* **WRITTEN EXERCISE**
Copy every line of the listing below word for word, omitting the pictures.

☆ ☆ ☆ ☆

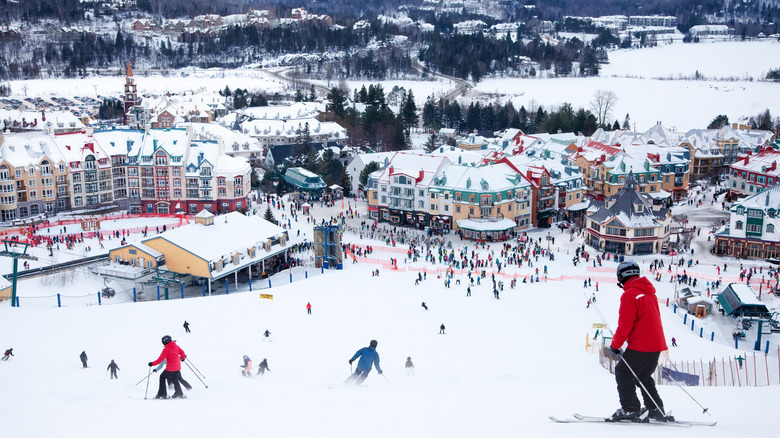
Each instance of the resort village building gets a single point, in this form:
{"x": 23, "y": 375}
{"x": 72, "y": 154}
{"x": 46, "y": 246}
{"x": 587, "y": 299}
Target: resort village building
{"x": 629, "y": 223}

☆ ☆ ☆ ☆

* **EXPECTED OUTPUT**
Each instance of the resort village building gets a single point, in this form:
{"x": 23, "y": 375}
{"x": 72, "y": 154}
{"x": 46, "y": 246}
{"x": 587, "y": 299}
Target: resort village building
{"x": 629, "y": 223}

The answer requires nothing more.